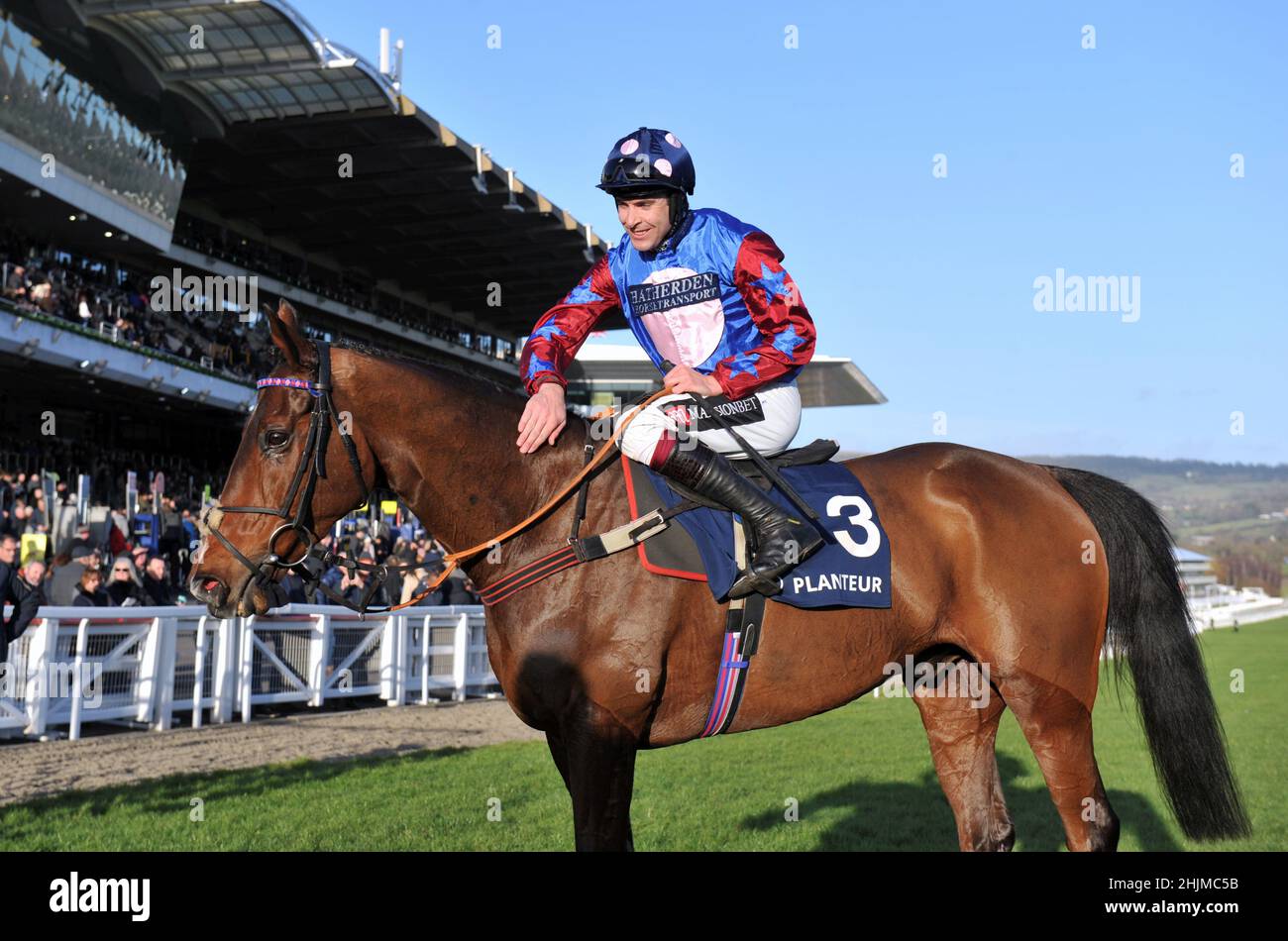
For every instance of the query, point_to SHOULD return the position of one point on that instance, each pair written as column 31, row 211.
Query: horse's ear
column 287, row 335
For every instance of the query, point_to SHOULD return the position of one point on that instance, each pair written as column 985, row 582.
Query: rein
column 314, row 559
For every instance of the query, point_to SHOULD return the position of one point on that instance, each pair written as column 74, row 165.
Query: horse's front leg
column 599, row 769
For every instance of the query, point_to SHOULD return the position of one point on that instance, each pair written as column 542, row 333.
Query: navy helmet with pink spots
column 648, row 159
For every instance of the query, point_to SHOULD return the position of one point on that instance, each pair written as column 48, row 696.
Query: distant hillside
column 1235, row 512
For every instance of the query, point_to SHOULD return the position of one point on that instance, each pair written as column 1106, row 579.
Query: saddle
column 673, row 553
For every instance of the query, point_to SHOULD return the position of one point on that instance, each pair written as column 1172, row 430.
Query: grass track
column 862, row 777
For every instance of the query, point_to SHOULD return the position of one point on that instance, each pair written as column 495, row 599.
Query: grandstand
column 269, row 159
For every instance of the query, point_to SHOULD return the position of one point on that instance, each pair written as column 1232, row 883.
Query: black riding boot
column 782, row 541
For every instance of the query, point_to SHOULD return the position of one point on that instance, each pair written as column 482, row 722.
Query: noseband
column 313, row 559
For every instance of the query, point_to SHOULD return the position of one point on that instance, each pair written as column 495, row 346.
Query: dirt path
column 35, row 769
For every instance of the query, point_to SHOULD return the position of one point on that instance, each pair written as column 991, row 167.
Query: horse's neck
column 464, row 476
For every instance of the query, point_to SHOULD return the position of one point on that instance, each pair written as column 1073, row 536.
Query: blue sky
column 1104, row 162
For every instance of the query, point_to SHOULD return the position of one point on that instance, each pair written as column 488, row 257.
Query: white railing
column 147, row 665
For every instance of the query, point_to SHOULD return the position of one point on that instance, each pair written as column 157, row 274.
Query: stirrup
column 748, row 583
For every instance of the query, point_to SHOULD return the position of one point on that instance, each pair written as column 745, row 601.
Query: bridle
column 314, row 558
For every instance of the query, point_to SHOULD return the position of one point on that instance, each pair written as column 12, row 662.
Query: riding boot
column 781, row 540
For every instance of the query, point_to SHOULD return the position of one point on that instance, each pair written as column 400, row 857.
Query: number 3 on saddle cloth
column 851, row 570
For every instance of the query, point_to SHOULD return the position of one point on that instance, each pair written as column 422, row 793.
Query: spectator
column 89, row 591
column 68, row 572
column 355, row 588
column 124, row 585
column 14, row 591
column 156, row 584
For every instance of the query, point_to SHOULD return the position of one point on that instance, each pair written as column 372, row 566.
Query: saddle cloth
column 851, row 570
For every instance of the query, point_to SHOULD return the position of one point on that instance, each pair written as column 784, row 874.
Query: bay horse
column 1025, row 568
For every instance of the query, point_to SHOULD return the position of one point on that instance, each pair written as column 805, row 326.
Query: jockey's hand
column 684, row 378
column 544, row 417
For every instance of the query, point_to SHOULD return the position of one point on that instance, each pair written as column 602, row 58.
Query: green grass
column 862, row 777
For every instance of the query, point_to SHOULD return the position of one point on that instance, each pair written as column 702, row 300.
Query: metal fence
column 165, row 665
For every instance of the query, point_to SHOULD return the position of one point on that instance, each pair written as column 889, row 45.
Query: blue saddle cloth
column 853, row 567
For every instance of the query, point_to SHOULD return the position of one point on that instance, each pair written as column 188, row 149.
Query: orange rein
column 451, row 558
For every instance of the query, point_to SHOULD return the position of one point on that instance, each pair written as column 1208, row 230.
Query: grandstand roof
column 261, row 116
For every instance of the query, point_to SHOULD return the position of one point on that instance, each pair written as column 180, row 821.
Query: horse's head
column 252, row 518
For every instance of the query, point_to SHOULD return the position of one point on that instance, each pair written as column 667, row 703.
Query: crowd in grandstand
column 116, row 303
column 117, row 306
column 218, row 242
column 143, row 558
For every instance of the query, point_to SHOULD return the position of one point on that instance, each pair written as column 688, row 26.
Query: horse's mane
column 433, row 368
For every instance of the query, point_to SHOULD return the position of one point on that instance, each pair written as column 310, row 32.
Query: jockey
column 707, row 292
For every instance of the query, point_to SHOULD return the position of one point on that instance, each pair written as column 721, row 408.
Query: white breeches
column 669, row 419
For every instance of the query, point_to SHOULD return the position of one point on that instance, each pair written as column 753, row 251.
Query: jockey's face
column 647, row 220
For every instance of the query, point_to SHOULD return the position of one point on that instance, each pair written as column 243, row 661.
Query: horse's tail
column 1149, row 626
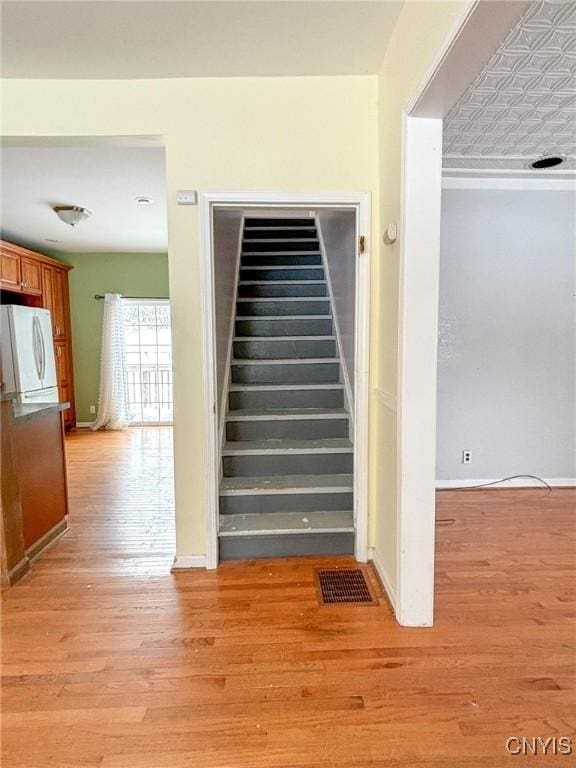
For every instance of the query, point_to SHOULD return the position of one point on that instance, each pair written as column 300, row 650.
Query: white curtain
column 113, row 399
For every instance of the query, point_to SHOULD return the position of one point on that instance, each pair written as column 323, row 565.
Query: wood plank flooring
column 111, row 661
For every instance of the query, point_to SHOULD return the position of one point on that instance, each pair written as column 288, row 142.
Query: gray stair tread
column 266, row 318
column 283, row 268
column 284, row 282
column 287, row 413
column 268, row 299
column 257, row 447
column 285, row 360
column 282, row 484
column 313, row 336
column 278, row 387
column 307, row 239
column 249, row 228
column 286, row 522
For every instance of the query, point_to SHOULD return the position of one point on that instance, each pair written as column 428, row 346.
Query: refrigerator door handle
column 36, row 347
column 42, row 352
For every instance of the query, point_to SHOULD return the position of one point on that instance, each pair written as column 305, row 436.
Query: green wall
column 132, row 274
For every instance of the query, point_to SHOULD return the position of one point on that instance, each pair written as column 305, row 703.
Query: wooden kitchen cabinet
column 31, row 271
column 32, row 278
column 10, row 270
column 60, row 311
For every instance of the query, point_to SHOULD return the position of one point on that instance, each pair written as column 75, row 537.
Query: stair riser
column 281, row 274
column 296, row 245
column 278, row 328
column 278, row 291
column 287, row 429
column 288, row 464
column 312, row 373
column 285, row 502
column 281, row 234
column 277, row 222
column 279, row 348
column 288, row 259
column 282, row 308
column 285, row 545
column 288, row 398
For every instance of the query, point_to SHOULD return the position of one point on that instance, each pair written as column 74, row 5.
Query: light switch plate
column 187, row 197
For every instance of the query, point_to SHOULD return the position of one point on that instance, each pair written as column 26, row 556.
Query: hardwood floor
column 111, row 661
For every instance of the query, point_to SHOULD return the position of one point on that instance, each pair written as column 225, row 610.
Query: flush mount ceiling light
column 547, row 161
column 71, row 214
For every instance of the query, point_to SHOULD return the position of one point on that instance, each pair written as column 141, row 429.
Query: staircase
column 288, row 459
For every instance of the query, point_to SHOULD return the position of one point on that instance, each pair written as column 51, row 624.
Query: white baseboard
column 189, row 561
column 518, row 482
column 384, row 578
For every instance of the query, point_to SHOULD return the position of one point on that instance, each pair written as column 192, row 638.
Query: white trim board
column 526, row 183
column 517, row 482
column 188, row 561
column 383, row 576
column 347, row 386
column 251, row 201
column 386, row 399
column 223, row 414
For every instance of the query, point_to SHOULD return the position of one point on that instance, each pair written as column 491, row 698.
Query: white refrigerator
column 28, row 365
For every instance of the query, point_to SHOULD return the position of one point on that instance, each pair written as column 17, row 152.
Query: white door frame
column 360, row 202
column 476, row 33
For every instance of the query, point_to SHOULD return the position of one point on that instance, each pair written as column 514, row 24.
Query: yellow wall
column 420, row 31
column 285, row 134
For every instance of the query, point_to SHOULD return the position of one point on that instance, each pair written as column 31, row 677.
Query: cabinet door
column 31, row 271
column 10, row 273
column 48, row 290
column 63, row 355
column 60, row 304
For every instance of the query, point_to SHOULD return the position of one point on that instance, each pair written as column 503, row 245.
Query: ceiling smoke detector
column 71, row 214
column 547, row 161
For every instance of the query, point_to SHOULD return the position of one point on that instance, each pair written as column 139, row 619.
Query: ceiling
column 523, row 103
column 105, row 179
column 100, row 39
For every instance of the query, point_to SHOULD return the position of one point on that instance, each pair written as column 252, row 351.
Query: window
column 148, row 341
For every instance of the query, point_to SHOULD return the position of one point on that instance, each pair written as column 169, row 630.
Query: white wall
column 227, row 233
column 506, row 369
column 220, row 134
column 339, row 235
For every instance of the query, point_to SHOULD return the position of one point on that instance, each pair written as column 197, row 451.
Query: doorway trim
column 360, row 202
column 475, row 33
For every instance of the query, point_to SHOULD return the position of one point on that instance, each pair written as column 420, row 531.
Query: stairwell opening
column 285, row 348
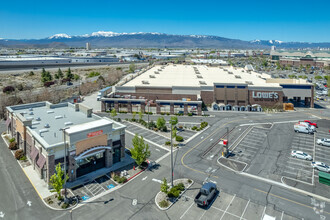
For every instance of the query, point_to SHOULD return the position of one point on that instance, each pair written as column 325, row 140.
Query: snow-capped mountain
column 58, row 36
column 101, row 39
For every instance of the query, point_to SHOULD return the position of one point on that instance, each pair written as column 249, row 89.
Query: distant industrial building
column 297, row 58
column 92, row 142
column 88, row 46
column 183, row 88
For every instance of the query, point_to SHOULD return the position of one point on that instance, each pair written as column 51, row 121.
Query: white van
column 302, row 128
column 307, row 124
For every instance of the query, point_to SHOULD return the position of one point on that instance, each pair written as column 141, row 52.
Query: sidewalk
column 39, row 184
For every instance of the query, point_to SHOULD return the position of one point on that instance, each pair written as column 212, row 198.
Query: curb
column 31, row 181
column 279, row 184
column 176, row 199
column 108, row 191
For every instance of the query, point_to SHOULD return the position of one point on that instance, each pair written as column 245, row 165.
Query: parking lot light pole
column 171, row 155
column 65, row 153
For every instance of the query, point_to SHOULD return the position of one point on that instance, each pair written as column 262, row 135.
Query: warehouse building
column 92, row 142
column 184, row 88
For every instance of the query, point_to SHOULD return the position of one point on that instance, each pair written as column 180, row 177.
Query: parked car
column 311, row 123
column 303, row 128
column 321, row 166
column 206, row 194
column 324, row 142
column 301, row 155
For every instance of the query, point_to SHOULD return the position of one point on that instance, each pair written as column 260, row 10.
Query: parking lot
column 225, row 206
column 95, row 187
column 250, row 145
column 155, row 137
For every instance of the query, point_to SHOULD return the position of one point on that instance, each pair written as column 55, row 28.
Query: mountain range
column 103, row 39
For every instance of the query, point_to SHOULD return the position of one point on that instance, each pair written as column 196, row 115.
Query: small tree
column 57, row 180
column 60, row 73
column 140, row 151
column 160, row 123
column 113, row 113
column 164, row 187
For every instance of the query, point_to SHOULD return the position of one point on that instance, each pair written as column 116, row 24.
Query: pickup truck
column 206, row 194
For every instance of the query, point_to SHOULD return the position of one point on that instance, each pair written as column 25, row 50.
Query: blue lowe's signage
column 264, row 95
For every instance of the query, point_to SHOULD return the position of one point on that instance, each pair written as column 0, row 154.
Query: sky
column 289, row 20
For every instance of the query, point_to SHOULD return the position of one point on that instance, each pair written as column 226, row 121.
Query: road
column 189, row 163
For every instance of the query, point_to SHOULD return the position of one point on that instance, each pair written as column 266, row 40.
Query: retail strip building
column 92, row 142
column 184, row 88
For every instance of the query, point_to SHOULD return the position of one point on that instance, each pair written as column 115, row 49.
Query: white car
column 321, row 166
column 324, row 142
column 301, row 155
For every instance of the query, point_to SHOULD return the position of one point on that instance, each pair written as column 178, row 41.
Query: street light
column 65, row 151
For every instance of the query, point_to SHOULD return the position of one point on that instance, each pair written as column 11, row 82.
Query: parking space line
column 187, row 210
column 202, row 215
column 228, row 206
column 245, row 209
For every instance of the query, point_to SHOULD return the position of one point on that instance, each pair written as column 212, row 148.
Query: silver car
column 324, row 142
column 321, row 166
column 301, row 155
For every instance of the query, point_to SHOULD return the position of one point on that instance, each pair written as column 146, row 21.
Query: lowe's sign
column 264, row 95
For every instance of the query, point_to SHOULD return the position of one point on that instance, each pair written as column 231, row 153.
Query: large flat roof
column 185, row 76
column 56, row 116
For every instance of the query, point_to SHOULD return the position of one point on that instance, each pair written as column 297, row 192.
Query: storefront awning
column 34, row 153
column 41, row 161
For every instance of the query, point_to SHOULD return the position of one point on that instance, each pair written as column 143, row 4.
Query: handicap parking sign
column 85, row 197
column 110, row 186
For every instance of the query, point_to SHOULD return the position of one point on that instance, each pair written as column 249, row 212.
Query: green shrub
column 65, row 205
column 164, row 204
column 173, row 193
column 19, row 153
column 179, row 138
column 180, row 187
column 13, row 146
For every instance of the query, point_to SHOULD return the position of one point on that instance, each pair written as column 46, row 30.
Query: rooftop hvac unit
column 42, row 131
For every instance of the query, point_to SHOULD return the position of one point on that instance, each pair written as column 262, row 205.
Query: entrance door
column 90, row 164
column 116, row 155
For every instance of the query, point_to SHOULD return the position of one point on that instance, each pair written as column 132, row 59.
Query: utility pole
column 65, row 154
column 171, row 154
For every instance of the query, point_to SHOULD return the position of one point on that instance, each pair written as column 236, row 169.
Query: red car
column 311, row 123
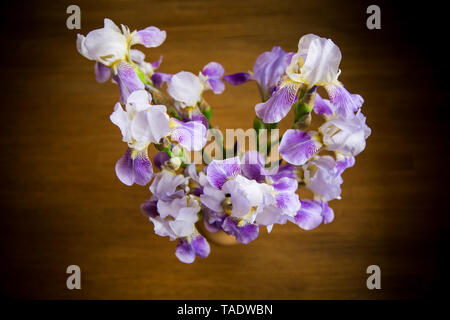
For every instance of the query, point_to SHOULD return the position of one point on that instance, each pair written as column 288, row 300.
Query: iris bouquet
column 234, row 191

=======

--- WHAT THE TASK REQUIRES ---
Reproduce the stretch of the listing from the line containing "12, row 662." through the line containing "column 781, row 540", including both of those lines.

--- PROBLEM SOLUTION ---
For every instance of the query, point_to SHOULD return the position of one point on that instance, each pair written as column 12, row 662.
Query: riding boot
column 781, row 540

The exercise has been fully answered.